● **Supplied entries**:
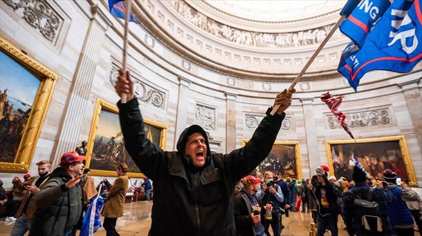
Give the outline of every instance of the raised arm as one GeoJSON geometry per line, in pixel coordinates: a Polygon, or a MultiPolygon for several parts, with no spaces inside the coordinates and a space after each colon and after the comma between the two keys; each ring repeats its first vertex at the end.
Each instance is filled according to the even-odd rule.
{"type": "Polygon", "coordinates": [[[284,110],[291,104],[291,96],[295,92],[295,90],[292,88],[278,94],[273,105],[281,105],[277,113],[270,115],[272,108],[268,108],[267,115],[246,145],[235,150],[226,157],[226,172],[228,175],[234,175],[232,179],[239,179],[249,175],[268,155],[286,116],[284,110]]]}
{"type": "Polygon", "coordinates": [[[160,179],[164,176],[167,166],[164,151],[147,139],[139,104],[133,95],[134,84],[129,72],[119,72],[116,90],[119,95],[128,94],[127,104],[118,103],[125,146],[143,173],[152,179],[160,179]]]}

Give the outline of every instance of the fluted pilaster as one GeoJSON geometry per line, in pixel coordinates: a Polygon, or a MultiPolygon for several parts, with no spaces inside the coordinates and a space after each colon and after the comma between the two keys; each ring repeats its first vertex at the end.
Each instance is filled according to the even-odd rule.
{"type": "Polygon", "coordinates": [[[313,108],[312,105],[313,98],[303,98],[300,101],[302,104],[305,124],[309,168],[311,173],[313,173],[316,168],[321,166],[315,119],[313,117],[313,108]]]}
{"type": "Polygon", "coordinates": [[[422,98],[421,79],[399,84],[403,90],[416,136],[422,148],[422,98]]]}
{"type": "Polygon", "coordinates": [[[176,119],[176,133],[174,136],[174,148],[177,145],[178,137],[186,128],[187,115],[187,100],[189,99],[189,87],[190,81],[181,76],[178,77],[178,99],[177,100],[177,115],[176,119]]]}
{"type": "Polygon", "coordinates": [[[79,140],[80,132],[106,30],[102,22],[95,19],[96,12],[95,8],[71,87],[64,119],[59,131],[53,154],[54,166],[58,166],[63,153],[75,150],[78,141],[82,141],[79,140]]]}
{"type": "Polygon", "coordinates": [[[236,149],[236,95],[226,92],[226,153],[236,149]]]}

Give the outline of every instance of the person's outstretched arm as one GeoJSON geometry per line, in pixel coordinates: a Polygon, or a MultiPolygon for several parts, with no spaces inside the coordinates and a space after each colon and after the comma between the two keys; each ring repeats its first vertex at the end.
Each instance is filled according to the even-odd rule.
{"type": "Polygon", "coordinates": [[[163,176],[167,160],[164,151],[147,139],[144,121],[138,100],[134,97],[134,83],[129,72],[120,75],[116,85],[117,93],[127,94],[127,103],[118,103],[120,127],[125,138],[125,146],[140,170],[152,179],[163,176]]]}
{"type": "Polygon", "coordinates": [[[249,175],[268,155],[286,116],[284,110],[291,104],[291,97],[295,91],[292,88],[279,93],[273,104],[273,107],[280,105],[276,114],[270,115],[272,108],[268,108],[267,115],[259,123],[246,145],[228,155],[226,174],[234,175],[232,179],[249,175]]]}

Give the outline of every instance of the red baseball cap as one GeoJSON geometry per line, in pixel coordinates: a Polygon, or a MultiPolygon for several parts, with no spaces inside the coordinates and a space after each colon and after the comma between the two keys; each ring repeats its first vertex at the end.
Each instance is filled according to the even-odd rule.
{"type": "Polygon", "coordinates": [[[71,164],[73,162],[81,161],[85,159],[85,156],[81,156],[76,151],[64,153],[60,158],[60,166],[71,164]]]}
{"type": "Polygon", "coordinates": [[[321,166],[321,168],[324,170],[325,170],[325,172],[329,172],[330,171],[330,168],[328,168],[328,166],[325,166],[325,165],[322,165],[321,166]]]}
{"type": "Polygon", "coordinates": [[[252,180],[252,182],[254,183],[254,184],[259,184],[259,183],[261,183],[261,179],[257,179],[257,178],[254,177],[252,175],[248,175],[248,176],[245,177],[245,178],[246,179],[249,179],[252,180]]]}

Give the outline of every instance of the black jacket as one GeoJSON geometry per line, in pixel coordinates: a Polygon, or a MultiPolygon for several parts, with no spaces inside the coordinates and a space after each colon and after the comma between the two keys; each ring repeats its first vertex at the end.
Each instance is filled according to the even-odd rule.
{"type": "MultiPolygon", "coordinates": [[[[261,214],[261,222],[264,220],[264,208],[262,208],[262,203],[257,197],[258,204],[262,208],[261,214]]],[[[253,230],[253,221],[250,217],[252,214],[252,204],[248,197],[248,193],[242,189],[241,192],[235,197],[235,221],[236,222],[236,231],[237,235],[241,236],[255,236],[255,232],[253,230]]],[[[262,225],[263,233],[264,232],[264,226],[262,225]]]]}
{"type": "Polygon", "coordinates": [[[322,175],[324,178],[324,181],[325,181],[325,186],[322,186],[320,183],[316,186],[315,192],[309,191],[309,194],[311,197],[313,197],[317,203],[318,206],[318,213],[321,216],[326,216],[327,214],[330,214],[333,216],[336,216],[340,213],[340,209],[338,205],[337,205],[337,195],[334,192],[334,188],[333,185],[330,183],[330,181],[327,179],[325,175],[322,175]],[[324,208],[322,206],[321,204],[321,190],[325,189],[325,194],[327,201],[329,203],[329,207],[324,208]]]}
{"type": "Polygon", "coordinates": [[[178,151],[165,152],[147,139],[136,99],[118,106],[126,148],[154,184],[149,235],[234,235],[235,185],[268,155],[285,114],[267,115],[244,147],[226,155],[211,154],[201,128],[208,157],[196,168],[184,155],[186,130],[178,151]]]}

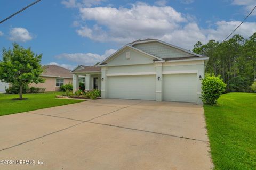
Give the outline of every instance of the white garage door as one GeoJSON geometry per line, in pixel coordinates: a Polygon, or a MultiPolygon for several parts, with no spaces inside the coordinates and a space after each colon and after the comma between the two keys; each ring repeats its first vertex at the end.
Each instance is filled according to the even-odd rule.
{"type": "Polygon", "coordinates": [[[156,75],[108,76],[108,98],[156,99],[156,75]]]}
{"type": "Polygon", "coordinates": [[[196,78],[196,74],[164,75],[163,100],[197,102],[196,78]]]}

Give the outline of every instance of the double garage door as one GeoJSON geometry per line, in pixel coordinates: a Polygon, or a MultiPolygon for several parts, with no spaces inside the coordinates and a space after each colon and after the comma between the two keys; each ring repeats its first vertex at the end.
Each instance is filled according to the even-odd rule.
{"type": "MultiPolygon", "coordinates": [[[[163,75],[163,100],[196,103],[196,74],[163,75]]],[[[155,75],[108,76],[108,98],[155,100],[156,80],[155,75]]]]}

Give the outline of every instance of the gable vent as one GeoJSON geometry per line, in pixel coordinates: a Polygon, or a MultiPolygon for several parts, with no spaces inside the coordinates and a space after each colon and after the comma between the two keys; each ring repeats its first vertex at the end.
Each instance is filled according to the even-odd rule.
{"type": "Polygon", "coordinates": [[[130,59],[130,52],[126,52],[125,53],[125,57],[126,59],[130,59]]]}

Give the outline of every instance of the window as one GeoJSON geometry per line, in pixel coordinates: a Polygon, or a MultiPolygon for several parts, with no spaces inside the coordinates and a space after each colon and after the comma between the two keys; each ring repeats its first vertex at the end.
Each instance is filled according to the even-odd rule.
{"type": "Polygon", "coordinates": [[[79,78],[79,83],[84,83],[85,82],[85,78],[84,76],[79,78]]]}
{"type": "Polygon", "coordinates": [[[64,85],[64,79],[56,79],[56,87],[64,85]]]}
{"type": "Polygon", "coordinates": [[[130,51],[127,51],[125,53],[125,57],[126,59],[130,59],[130,51]]]}

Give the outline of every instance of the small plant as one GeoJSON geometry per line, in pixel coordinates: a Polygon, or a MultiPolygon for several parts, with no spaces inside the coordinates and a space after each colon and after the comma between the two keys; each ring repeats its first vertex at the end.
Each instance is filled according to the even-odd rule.
{"type": "Polygon", "coordinates": [[[77,90],[75,92],[75,96],[77,96],[77,97],[79,97],[79,96],[83,95],[83,90],[77,90]]]}
{"type": "Polygon", "coordinates": [[[84,83],[79,83],[79,89],[82,91],[84,91],[85,90],[85,86],[84,85],[84,83]]]}
{"type": "Polygon", "coordinates": [[[252,83],[252,86],[251,86],[251,88],[253,92],[256,92],[256,81],[252,83]]]}
{"type": "Polygon", "coordinates": [[[215,76],[213,74],[206,74],[202,81],[201,98],[204,104],[216,104],[217,99],[225,91],[226,86],[226,84],[220,78],[220,75],[215,76]]]}
{"type": "Polygon", "coordinates": [[[97,99],[97,98],[101,96],[101,91],[98,89],[94,89],[93,91],[89,91],[85,94],[86,97],[90,99],[97,99]]]}
{"type": "Polygon", "coordinates": [[[60,87],[60,90],[61,91],[66,91],[67,90],[72,91],[73,90],[73,86],[70,84],[61,85],[60,87]]]}

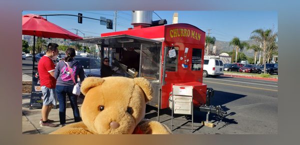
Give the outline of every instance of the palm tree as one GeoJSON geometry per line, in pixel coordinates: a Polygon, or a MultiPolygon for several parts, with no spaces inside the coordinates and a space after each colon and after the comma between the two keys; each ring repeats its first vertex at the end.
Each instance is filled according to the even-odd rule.
{"type": "Polygon", "coordinates": [[[232,52],[234,53],[236,50],[236,63],[238,60],[238,51],[240,46],[240,41],[238,37],[234,37],[229,42],[229,46],[233,45],[232,52]]]}
{"type": "Polygon", "coordinates": [[[36,39],[36,48],[38,49],[36,52],[40,53],[43,50],[43,47],[46,46],[47,41],[46,40],[42,39],[42,37],[38,37],[36,39]]]}
{"type": "Polygon", "coordinates": [[[260,46],[252,44],[249,47],[246,47],[246,49],[247,50],[252,49],[254,51],[254,64],[256,64],[256,59],[258,55],[258,52],[260,51],[260,46]]]}
{"type": "Polygon", "coordinates": [[[277,45],[277,43],[274,41],[272,43],[270,46],[268,47],[268,50],[266,60],[268,60],[268,63],[269,63],[271,56],[274,55],[278,52],[278,46],[277,45]]]}
{"type": "Polygon", "coordinates": [[[206,36],[205,38],[205,48],[206,49],[206,55],[208,54],[208,49],[210,44],[214,45],[216,42],[216,38],[214,37],[210,37],[206,36]]]}
{"type": "Polygon", "coordinates": [[[239,47],[240,52],[242,52],[244,48],[249,47],[249,44],[246,42],[240,42],[239,47]]]}
{"type": "Polygon", "coordinates": [[[277,33],[274,33],[272,29],[266,30],[262,29],[254,30],[252,32],[252,35],[250,39],[255,40],[258,43],[261,44],[261,49],[262,50],[262,62],[264,70],[266,74],[266,62],[268,57],[269,49],[272,48],[272,44],[276,41],[277,33]]]}

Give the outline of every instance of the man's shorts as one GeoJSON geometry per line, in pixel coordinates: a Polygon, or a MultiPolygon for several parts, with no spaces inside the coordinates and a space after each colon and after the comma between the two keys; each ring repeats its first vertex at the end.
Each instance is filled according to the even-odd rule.
{"type": "Polygon", "coordinates": [[[42,86],[40,88],[44,98],[42,105],[50,105],[51,104],[56,105],[58,96],[56,94],[55,89],[48,88],[45,86],[42,86]]]}

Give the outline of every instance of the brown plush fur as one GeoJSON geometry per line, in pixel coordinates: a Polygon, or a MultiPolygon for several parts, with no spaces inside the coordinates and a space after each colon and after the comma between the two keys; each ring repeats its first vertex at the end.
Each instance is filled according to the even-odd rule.
{"type": "Polygon", "coordinates": [[[86,95],[81,108],[82,122],[66,126],[51,134],[130,134],[138,125],[144,134],[170,134],[158,122],[142,120],[146,103],[152,99],[150,83],[144,78],[88,77],[80,88],[86,95]],[[104,109],[100,111],[100,106],[104,109]],[[131,107],[132,114],[127,112],[131,107]],[[115,129],[110,126],[116,122],[115,129]]]}

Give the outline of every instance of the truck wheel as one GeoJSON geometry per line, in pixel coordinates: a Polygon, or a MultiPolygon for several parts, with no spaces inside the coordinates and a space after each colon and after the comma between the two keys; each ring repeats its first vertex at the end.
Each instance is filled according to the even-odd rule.
{"type": "Polygon", "coordinates": [[[207,77],[208,76],[208,72],[206,70],[203,71],[203,77],[204,78],[207,77]]]}

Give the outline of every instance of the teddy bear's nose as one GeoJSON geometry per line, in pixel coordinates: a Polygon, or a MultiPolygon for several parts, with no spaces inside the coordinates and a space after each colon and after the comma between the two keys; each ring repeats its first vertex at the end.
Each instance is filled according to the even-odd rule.
{"type": "Polygon", "coordinates": [[[118,123],[117,123],[116,122],[112,121],[110,124],[110,126],[111,128],[112,128],[113,129],[116,129],[120,126],[120,124],[119,124],[118,123]]]}

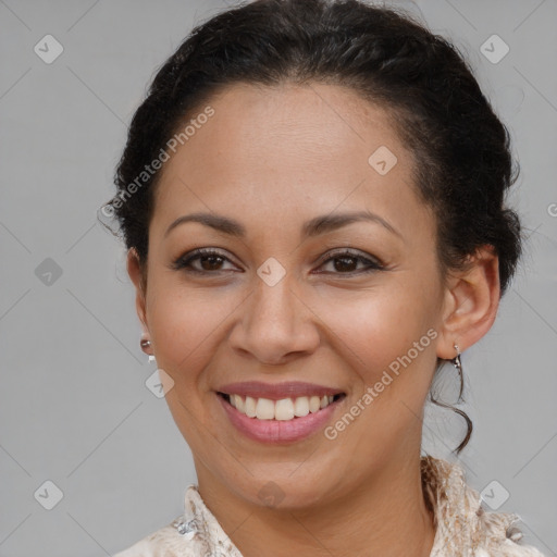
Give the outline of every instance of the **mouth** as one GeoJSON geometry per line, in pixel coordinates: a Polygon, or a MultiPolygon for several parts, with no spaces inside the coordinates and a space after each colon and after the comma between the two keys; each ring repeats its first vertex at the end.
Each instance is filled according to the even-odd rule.
{"type": "Polygon", "coordinates": [[[239,413],[248,418],[275,421],[305,418],[310,413],[317,413],[327,408],[346,396],[344,393],[336,393],[334,395],[285,397],[273,400],[271,398],[242,396],[219,391],[216,394],[239,413]]]}
{"type": "Polygon", "coordinates": [[[265,444],[292,444],[314,435],[346,398],[346,393],[307,383],[236,383],[215,394],[235,430],[265,444]]]}

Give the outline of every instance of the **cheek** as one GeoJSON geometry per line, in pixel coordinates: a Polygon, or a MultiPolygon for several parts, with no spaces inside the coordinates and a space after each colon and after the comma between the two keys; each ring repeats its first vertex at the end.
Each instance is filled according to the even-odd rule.
{"type": "Polygon", "coordinates": [[[149,318],[159,367],[176,384],[197,381],[223,341],[226,318],[237,306],[235,296],[218,289],[162,284],[153,296],[149,318]],[[232,299],[231,299],[232,298],[232,299]]]}

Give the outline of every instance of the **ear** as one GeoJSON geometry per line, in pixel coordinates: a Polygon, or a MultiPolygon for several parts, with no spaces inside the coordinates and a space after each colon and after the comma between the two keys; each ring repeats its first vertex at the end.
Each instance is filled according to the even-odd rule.
{"type": "Polygon", "coordinates": [[[147,312],[146,312],[146,304],[145,304],[145,295],[146,295],[146,285],[144,281],[144,276],[141,273],[141,268],[139,265],[139,256],[135,248],[129,248],[127,251],[127,274],[129,278],[135,285],[136,296],[135,296],[135,308],[137,311],[137,317],[144,326],[144,333],[149,332],[149,327],[147,324],[147,312]]]}
{"type": "Polygon", "coordinates": [[[451,271],[443,302],[437,357],[456,356],[482,338],[493,325],[499,307],[499,260],[492,246],[480,248],[463,271],[451,271]]]}

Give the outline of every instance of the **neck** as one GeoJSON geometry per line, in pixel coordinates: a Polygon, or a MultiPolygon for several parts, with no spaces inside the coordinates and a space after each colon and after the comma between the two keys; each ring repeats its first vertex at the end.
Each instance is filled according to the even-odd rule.
{"type": "Polygon", "coordinates": [[[253,505],[215,488],[214,479],[199,472],[201,497],[244,557],[431,554],[435,529],[423,498],[419,453],[334,502],[304,509],[253,505]]]}

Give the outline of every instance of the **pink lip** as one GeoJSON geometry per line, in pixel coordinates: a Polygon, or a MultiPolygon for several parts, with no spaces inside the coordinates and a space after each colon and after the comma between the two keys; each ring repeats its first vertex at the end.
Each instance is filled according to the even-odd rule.
{"type": "Polygon", "coordinates": [[[299,396],[319,397],[329,395],[338,395],[342,389],[315,385],[313,383],[304,383],[301,381],[290,381],[284,383],[263,383],[261,381],[244,381],[240,383],[230,383],[222,385],[216,389],[226,395],[251,396],[253,398],[269,398],[270,400],[281,400],[282,398],[296,398],[299,396]]]}
{"type": "Polygon", "coordinates": [[[258,420],[257,418],[249,418],[239,412],[222,396],[216,395],[216,398],[221,401],[228,419],[237,430],[253,441],[268,444],[293,443],[315,433],[331,420],[338,403],[342,401],[335,400],[325,408],[314,413],[308,413],[308,416],[304,418],[293,418],[292,420],[258,420]]]}

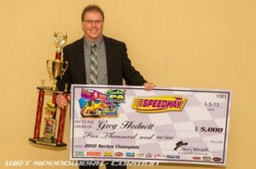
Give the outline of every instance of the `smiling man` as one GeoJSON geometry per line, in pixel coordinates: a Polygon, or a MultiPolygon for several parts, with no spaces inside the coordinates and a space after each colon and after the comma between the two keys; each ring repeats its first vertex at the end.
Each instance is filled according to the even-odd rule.
{"type": "MultiPolygon", "coordinates": [[[[63,48],[63,59],[68,67],[62,78],[58,79],[58,90],[65,84],[126,85],[144,86],[152,90],[154,83],[148,82],[131,63],[124,42],[107,37],[102,34],[104,13],[97,5],[84,8],[81,15],[84,37],[63,48]]],[[[67,99],[61,94],[56,104],[67,106],[67,99]]],[[[79,168],[98,168],[98,166],[79,166],[79,168]]],[[[126,168],[125,166],[107,165],[107,168],[126,168]]]]}

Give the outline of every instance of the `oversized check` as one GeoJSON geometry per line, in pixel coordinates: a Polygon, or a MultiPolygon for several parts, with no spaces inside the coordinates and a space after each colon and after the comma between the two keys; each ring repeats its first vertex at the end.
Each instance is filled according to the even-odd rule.
{"type": "Polygon", "coordinates": [[[71,160],[224,166],[231,93],[73,85],[71,160]]]}

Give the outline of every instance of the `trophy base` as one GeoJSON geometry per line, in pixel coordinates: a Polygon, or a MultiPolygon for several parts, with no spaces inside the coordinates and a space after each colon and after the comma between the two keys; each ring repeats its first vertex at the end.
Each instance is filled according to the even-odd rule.
{"type": "Polygon", "coordinates": [[[33,144],[42,144],[42,145],[49,145],[49,146],[52,146],[52,147],[65,147],[65,146],[67,146],[67,144],[65,144],[65,143],[57,144],[55,138],[54,138],[52,142],[45,142],[44,138],[39,138],[39,139],[38,139],[38,140],[35,140],[34,138],[28,138],[28,140],[33,144]]]}

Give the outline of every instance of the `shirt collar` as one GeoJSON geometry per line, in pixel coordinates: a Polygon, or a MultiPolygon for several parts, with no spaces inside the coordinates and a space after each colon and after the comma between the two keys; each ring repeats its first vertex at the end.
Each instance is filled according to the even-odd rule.
{"type": "Polygon", "coordinates": [[[88,48],[90,48],[92,43],[96,44],[96,48],[99,48],[102,45],[102,42],[103,42],[103,36],[94,42],[84,37],[84,43],[86,45],[88,48]]]}

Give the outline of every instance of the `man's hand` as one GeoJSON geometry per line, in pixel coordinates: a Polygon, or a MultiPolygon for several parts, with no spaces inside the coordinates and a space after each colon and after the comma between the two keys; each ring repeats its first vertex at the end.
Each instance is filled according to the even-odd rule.
{"type": "Polygon", "coordinates": [[[58,94],[56,97],[56,104],[61,108],[66,107],[68,101],[70,101],[69,95],[67,95],[67,99],[66,99],[63,94],[58,94]]]}
{"type": "Polygon", "coordinates": [[[154,88],[154,84],[152,82],[145,82],[143,86],[145,87],[146,91],[150,91],[154,88]]]}

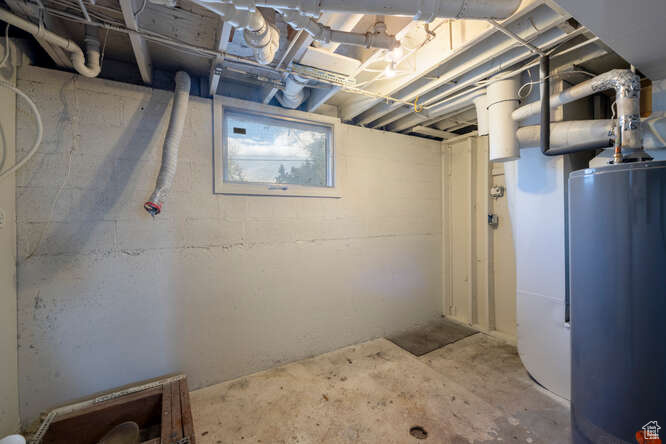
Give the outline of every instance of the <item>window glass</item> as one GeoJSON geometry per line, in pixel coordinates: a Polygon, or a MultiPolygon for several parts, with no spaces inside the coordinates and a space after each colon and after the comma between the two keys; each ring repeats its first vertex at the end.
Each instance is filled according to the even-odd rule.
{"type": "Polygon", "coordinates": [[[328,126],[224,113],[224,181],[332,187],[328,126]]]}

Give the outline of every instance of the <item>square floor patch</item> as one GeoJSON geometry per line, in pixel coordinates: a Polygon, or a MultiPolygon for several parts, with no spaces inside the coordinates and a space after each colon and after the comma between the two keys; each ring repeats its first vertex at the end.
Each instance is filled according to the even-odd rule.
{"type": "Polygon", "coordinates": [[[440,319],[386,339],[415,356],[423,356],[476,333],[478,331],[464,325],[440,319]]]}

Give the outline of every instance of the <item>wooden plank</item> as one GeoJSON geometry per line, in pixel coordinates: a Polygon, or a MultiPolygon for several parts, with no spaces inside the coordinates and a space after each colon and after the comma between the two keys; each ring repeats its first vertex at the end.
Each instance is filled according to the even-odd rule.
{"type": "MultiPolygon", "coordinates": [[[[220,26],[220,31],[219,31],[219,36],[218,36],[218,41],[217,41],[217,49],[218,51],[226,51],[227,46],[229,46],[229,40],[231,39],[231,33],[234,30],[234,27],[231,25],[229,22],[224,22],[220,26]]],[[[220,84],[220,77],[221,77],[221,72],[220,72],[220,64],[224,60],[224,57],[219,55],[215,57],[210,62],[210,74],[208,78],[210,79],[208,82],[209,85],[209,90],[208,94],[212,97],[217,93],[217,88],[220,84]]]]}
{"type": "Polygon", "coordinates": [[[157,388],[58,416],[42,444],[99,442],[111,428],[125,421],[134,421],[141,428],[159,424],[161,399],[161,389],[157,388]]]}
{"type": "Polygon", "coordinates": [[[162,386],[162,430],[160,437],[162,443],[170,443],[171,437],[171,385],[162,386]]]}
{"type": "Polygon", "coordinates": [[[183,439],[183,423],[180,409],[180,383],[172,382],[171,386],[171,439],[183,439]]]}
{"type": "Polygon", "coordinates": [[[122,407],[125,404],[128,404],[130,402],[134,402],[136,400],[144,399],[144,398],[150,398],[152,396],[159,396],[162,393],[162,388],[161,387],[156,387],[148,390],[143,390],[141,392],[137,393],[132,393],[129,395],[121,396],[115,399],[111,399],[108,401],[100,402],[98,404],[93,404],[90,407],[86,407],[81,410],[75,410],[73,412],[69,413],[61,413],[58,414],[56,419],[53,421],[53,423],[58,423],[61,421],[66,421],[68,419],[76,418],[78,416],[86,416],[91,413],[95,412],[100,412],[103,410],[107,409],[112,409],[116,406],[122,407]]]}
{"type": "MultiPolygon", "coordinates": [[[[137,9],[134,0],[119,0],[120,9],[123,12],[123,18],[125,19],[125,25],[134,31],[138,31],[139,23],[137,17],[134,15],[134,11],[137,9]]],[[[141,79],[143,83],[150,85],[153,81],[153,66],[152,60],[150,57],[150,52],[148,51],[148,44],[146,40],[138,34],[129,34],[130,43],[132,44],[132,51],[134,51],[134,58],[136,59],[136,64],[139,67],[139,72],[141,73],[141,79]]]]}
{"type": "Polygon", "coordinates": [[[190,406],[190,391],[187,387],[187,379],[180,380],[180,406],[183,415],[184,437],[190,438],[190,444],[196,444],[194,421],[192,420],[192,409],[190,406]]]}

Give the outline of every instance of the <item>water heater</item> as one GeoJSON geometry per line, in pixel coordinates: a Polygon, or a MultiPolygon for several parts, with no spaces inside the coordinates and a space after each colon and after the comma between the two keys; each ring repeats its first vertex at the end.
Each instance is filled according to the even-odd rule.
{"type": "Polygon", "coordinates": [[[573,443],[666,441],[666,162],[572,173],[569,248],[573,443]]]}

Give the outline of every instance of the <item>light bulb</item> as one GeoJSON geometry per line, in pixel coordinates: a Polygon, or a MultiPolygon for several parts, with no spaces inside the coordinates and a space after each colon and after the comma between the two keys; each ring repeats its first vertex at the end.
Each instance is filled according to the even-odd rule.
{"type": "Polygon", "coordinates": [[[388,62],[397,62],[402,58],[404,54],[405,51],[402,49],[402,45],[400,45],[400,42],[398,42],[398,46],[386,52],[384,59],[388,62]]]}
{"type": "Polygon", "coordinates": [[[384,77],[387,79],[391,79],[395,77],[395,62],[391,62],[389,65],[386,66],[384,69],[384,77]]]}
{"type": "Polygon", "coordinates": [[[393,59],[394,62],[397,62],[402,58],[404,53],[405,51],[402,49],[402,45],[398,42],[398,46],[391,51],[391,59],[393,59]]]}

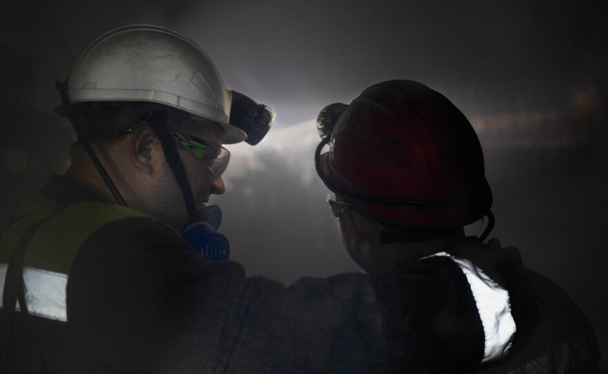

● **Set exercise**: Please type out again everything from the line containing "Give the outline of every instance of the <item>light" down to the end of the entries, leaving out the pictures.

● **Exercise response**:
Give the outline of every instance of the <item>light bulb</item> as one GeoJSON geometry per line, in pixel coordinates: a Polygon, or a MultiPolygon for several parts, with no spaces inside the coordinates and a space after each colon and after the comma between the two keys; each ring repeats its first vertex at the end.
Each instance is filled according to the even-odd rule.
{"type": "Polygon", "coordinates": [[[388,62],[397,62],[402,58],[404,54],[405,51],[402,49],[402,45],[400,45],[400,42],[398,42],[398,46],[386,52],[384,59],[388,62]]]}
{"type": "Polygon", "coordinates": [[[384,77],[387,79],[391,79],[395,77],[395,62],[391,62],[389,65],[386,66],[384,69],[384,77]]]}
{"type": "Polygon", "coordinates": [[[393,59],[394,62],[397,62],[402,58],[404,53],[405,51],[402,49],[402,45],[398,42],[398,46],[391,51],[391,59],[393,59]]]}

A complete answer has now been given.